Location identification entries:
============================================================
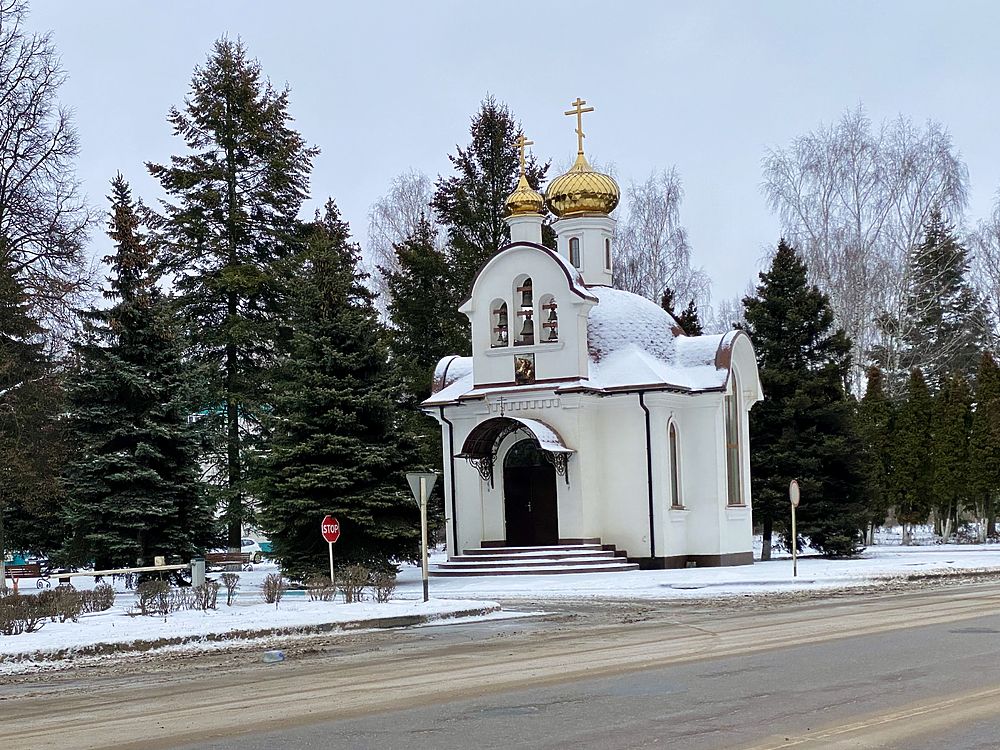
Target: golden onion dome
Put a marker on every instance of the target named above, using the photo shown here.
(524, 200)
(582, 191)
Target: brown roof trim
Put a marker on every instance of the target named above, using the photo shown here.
(575, 286)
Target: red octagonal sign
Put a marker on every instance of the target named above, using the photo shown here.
(330, 529)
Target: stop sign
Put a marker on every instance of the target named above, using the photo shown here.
(330, 529)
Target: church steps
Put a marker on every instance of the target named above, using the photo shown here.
(545, 560)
============================================================
Exercise directions. Nothing in the entries should change as you copy them, except that the pictures are left out.

Exercise result.
Target: golden onion dome
Put a marker on every instance of the target named above, using the photo shown here.
(524, 200)
(582, 191)
Target: brown roof trim
Put a marker on every instance of the target named above, using the photo shown here.
(575, 286)
Target: red octagonal sign
Put a marker on every instance of the target named above, using the photo shown here.
(330, 529)
Target: stop sign
Put a marker on every instance of the target named above, using the photo shown here.
(330, 529)
Target: church steps
Put a marker on every instance of the target named above, using the photo shown here.
(545, 560)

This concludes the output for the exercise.